Source records
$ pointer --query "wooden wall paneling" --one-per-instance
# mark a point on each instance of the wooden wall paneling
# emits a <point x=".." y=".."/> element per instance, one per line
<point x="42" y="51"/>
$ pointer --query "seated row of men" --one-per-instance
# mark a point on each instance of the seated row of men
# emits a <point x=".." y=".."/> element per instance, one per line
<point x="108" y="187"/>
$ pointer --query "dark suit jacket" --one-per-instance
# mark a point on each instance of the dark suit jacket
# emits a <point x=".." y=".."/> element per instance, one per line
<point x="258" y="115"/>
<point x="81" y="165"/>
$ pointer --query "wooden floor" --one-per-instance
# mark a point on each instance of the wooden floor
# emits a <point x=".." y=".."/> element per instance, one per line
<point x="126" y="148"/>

● **PROBLEM**
Gather each line in these records that contains the string "suit".

● **FINAL ANSWER**
$ pointer --query "dark suit jacket" --one-per-instance
# mark a point on each instance of the dark suit jacket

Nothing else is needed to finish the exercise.